• Exercise goal
Reproduce the data below in full, replacing every occurrence of "bounding box" with "rectangle" and changing nothing else.

• Source data
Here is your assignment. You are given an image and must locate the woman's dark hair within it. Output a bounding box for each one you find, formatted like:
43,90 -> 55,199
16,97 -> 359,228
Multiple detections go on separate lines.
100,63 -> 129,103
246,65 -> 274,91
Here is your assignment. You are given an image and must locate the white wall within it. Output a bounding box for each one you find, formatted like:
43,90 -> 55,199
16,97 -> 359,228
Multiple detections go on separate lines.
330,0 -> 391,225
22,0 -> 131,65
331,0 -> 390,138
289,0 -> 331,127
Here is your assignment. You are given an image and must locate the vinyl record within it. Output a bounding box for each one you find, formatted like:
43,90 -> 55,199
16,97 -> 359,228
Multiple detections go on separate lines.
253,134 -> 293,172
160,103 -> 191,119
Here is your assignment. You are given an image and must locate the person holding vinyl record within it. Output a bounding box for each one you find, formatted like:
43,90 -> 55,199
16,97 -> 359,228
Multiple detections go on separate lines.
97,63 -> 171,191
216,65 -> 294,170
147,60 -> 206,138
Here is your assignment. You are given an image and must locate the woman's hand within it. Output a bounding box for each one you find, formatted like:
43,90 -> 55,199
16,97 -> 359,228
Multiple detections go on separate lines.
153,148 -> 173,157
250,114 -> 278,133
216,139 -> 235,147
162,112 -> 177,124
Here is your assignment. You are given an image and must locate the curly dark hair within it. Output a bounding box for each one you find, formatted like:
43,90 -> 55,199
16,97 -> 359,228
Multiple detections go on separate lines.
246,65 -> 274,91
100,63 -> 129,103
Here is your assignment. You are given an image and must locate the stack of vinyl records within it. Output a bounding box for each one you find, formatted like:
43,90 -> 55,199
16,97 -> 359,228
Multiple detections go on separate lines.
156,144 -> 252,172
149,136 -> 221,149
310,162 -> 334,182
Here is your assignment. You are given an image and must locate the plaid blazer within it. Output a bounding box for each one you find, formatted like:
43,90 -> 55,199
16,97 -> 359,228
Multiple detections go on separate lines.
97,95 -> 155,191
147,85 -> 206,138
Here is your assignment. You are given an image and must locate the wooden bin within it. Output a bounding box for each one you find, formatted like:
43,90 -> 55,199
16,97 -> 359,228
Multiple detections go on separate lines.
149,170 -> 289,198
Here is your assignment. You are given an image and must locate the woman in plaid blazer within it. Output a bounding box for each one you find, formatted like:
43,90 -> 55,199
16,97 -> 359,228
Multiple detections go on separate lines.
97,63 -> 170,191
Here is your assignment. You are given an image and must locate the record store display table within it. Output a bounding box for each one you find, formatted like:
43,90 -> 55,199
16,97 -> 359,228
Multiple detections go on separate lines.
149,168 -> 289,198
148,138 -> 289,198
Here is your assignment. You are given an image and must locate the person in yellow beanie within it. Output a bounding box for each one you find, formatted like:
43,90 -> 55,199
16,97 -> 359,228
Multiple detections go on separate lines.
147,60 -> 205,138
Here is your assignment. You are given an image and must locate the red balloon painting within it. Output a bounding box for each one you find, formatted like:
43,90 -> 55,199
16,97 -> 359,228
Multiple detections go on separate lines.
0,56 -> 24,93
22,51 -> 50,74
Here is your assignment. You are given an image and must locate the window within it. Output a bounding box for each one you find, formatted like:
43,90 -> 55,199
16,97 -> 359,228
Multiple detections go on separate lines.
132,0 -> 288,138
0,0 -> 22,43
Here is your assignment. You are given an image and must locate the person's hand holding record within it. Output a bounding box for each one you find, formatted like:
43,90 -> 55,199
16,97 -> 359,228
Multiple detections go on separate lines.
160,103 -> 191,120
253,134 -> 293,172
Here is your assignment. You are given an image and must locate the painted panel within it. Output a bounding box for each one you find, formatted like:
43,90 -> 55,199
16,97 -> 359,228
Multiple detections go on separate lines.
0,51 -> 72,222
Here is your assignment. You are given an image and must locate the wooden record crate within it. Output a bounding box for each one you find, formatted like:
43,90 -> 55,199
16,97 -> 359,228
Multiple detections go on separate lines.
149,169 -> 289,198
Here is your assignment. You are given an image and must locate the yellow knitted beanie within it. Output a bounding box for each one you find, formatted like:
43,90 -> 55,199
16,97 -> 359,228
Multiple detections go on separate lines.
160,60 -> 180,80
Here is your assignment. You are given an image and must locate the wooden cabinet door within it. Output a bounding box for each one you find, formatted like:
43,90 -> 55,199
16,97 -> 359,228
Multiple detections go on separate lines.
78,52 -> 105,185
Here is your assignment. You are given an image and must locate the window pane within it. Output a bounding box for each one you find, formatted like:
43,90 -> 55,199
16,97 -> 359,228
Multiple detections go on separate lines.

• Reply
Here is your assignment. You are given an image and must locate the woman's dark hair within it. Output a rectangle for each one you find, formatted like:
43,90 -> 55,199
16,97 -> 359,228
Multiple detections go on separate lines.
100,63 -> 129,103
246,65 -> 274,91
Here is your assignment. You are given an image and must locate the white wall within it. Output a rectangle for each one you find, formatted like:
43,90 -> 55,199
16,97 -> 359,228
Multiple detections go on separate lines.
330,0 -> 391,225
22,0 -> 131,65
331,0 -> 390,138
289,0 -> 331,127
Here is your assignment. You are given an image and must locate the vinyl record within it. Output a rectangle for each one you find, formatted like:
43,90 -> 55,199
16,97 -> 359,228
Multiple detections go on separate lines.
253,134 -> 293,172
160,103 -> 191,119
Here is your assignment. You are given an image and must locate the person holding vinyl record within it. Output a rectangle for each one you find, formatted like:
43,90 -> 55,199
16,97 -> 359,228
Multiple detections go on separate lines.
97,63 -> 171,191
216,65 -> 294,170
147,60 -> 206,138
Here is your assignment. You are given an image and must locate the woman's hand within it. Output a rectangle for each one you find, formatted like:
43,90 -> 55,199
16,97 -> 359,228
Multiple detections go on separate lines.
153,148 -> 173,157
250,114 -> 278,133
216,139 -> 235,147
162,112 -> 177,124
Here is your assignment. You are given an image and must locate the curly dark hair within it. Output a rectangle for each one you find, formatted like:
43,90 -> 55,199
16,97 -> 359,228
Multiple detections go on separate lines.
246,65 -> 274,91
100,63 -> 129,103
Here is your assignment. You are given an image and must locate the stack of vinyl records within it. Output a rectangle for each one you find, formatted like:
43,90 -> 55,199
16,97 -> 359,228
Multiple detections go on separate lines.
156,144 -> 252,172
149,136 -> 221,149
310,162 -> 334,182
Here is your assignment. You are given an image and must locate the plaid blazer within it. Output a rectangle for each one you find, formatted like:
43,90 -> 55,199
16,97 -> 359,228
Multiple detections go on separate lines.
97,95 -> 155,191
147,85 -> 206,138
Here is your assignment. You are given an image and must locate the wooden bin within it. Output a rectangle for each one you find, formatted like:
43,90 -> 55,199
16,97 -> 359,228
Multiple detections go on separate lines.
149,170 -> 289,198
Here is your assignment. You are given an image and must locate the woman in plaid blazer within it. Output a rectangle for each one you find, formatted like:
43,90 -> 55,199
16,97 -> 359,228
Multiple detections go on separate lines.
97,63 -> 170,191
Here is your assignment. You are given an image and must locate the record store display table within it. Output a rectangle for each one you find, formatted like:
43,90 -> 55,199
16,97 -> 359,228
Multiple detections go on separate lines.
149,168 -> 289,198
148,138 -> 289,198
Here is your assignment. You are given an image and must locate the person in yellow beanie within it. Output a rectangle for each one you find, formatted like:
43,90 -> 55,199
16,97 -> 359,228
Multiple detections go on separate lines.
147,60 -> 205,138
Here is your assignment. You are given an image and must locate the red balloon painting within it. Output a rectangle for each one you find, formatted like:
43,90 -> 55,199
16,97 -> 359,228
Multiple detections go on separate lines.
0,56 -> 24,93
22,51 -> 50,74
Here is your assignment. You are given an image and must locate the window within it. Output a rectangle for each one you find, formatted like:
43,90 -> 55,199
16,97 -> 359,228
Multiple detections go on separate lines.
132,0 -> 288,138
0,0 -> 22,43
Here is your assignment. You are given an image and must locate the person's hand holding record within it. Output a rectangle for each one you find, formatted like:
43,90 -> 55,199
16,97 -> 359,228
Multiple detections go on separate lines.
160,103 -> 191,120
253,134 -> 293,172
Here is your assignment. You are given an image and must locate the painted panel within it. Output a rectangle for each one you find, formatted like:
43,90 -> 55,199
16,97 -> 359,228
Multiple detections go on separate lines.
0,51 -> 72,222
Here is your assignment. You are given an image and must locate the wooden record crate within it. Output a rectangle for each one you find, formatted like:
43,90 -> 55,199
16,97 -> 359,228
Multiple detections go on separate lines.
149,169 -> 289,198
Here is your assignment. You are given an image and must locate the yellow knitted beanie within it. Output a rectangle for each one you find, formatted like:
43,90 -> 55,199
16,97 -> 359,228
Multiple detections go on separate lines.
160,60 -> 180,80
Here is your assignment. You are given an image and must locate the wooden cabinet door within it. Output a rectangle for each one you find, formatted like:
43,90 -> 55,199
16,97 -> 359,228
Multiple detections go on separate lines.
78,52 -> 105,185
Here is your assignment. You are given an image and must locate the window pane within it. Output a rectangle for each one you find, formatted like:
43,90 -> 55,199
16,97 -> 359,228
Multiple detections go on separate lines.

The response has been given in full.